§ Short exercise
Please quote the rows below word for word, leaving the pictures out of your answer.

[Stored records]
Begin

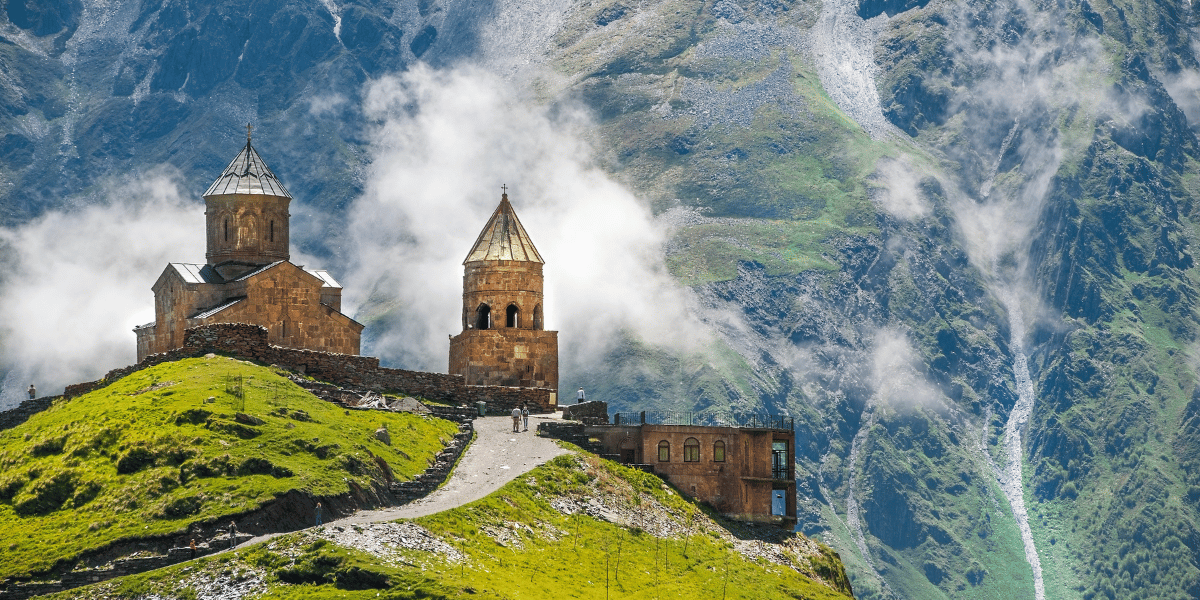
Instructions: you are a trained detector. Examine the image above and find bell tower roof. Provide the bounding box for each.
[463,192,545,264]
[204,125,292,199]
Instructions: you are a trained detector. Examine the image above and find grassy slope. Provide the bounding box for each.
[60,455,850,600]
[0,358,456,578]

End

§ Task output
Instructions: you are a trained detector. Examine the image above and find bell tower roof. Provide the bounding box for each.
[463,192,545,264]
[204,125,292,199]
Instructions: you are a trained detector. Examine the image above and find grassy slope. Provide the bounding box for each.
[60,455,850,600]
[0,358,456,578]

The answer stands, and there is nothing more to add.